**What you need to do:**
Convert the entries below into a two-column CSV with the headers "prompt" and "answer," giving one row per entry. Put each entry's text and its answer in their own quoted fields, and replace any line breaks with spaces.

**Information supplied:**

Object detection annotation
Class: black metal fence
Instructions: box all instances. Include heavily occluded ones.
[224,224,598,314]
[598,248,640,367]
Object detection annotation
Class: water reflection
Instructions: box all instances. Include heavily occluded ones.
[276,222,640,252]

**Finished answer:**
prompt,answer
"Object detection annotation Class: black metal fence Instructions: box all instances. Include heavily occluded ones.","[224,224,598,314] [598,248,640,367]"
"Object detection annotation Class: water reflection Instructions: box all instances. Include heavily occluded ones.","[276,222,640,252]"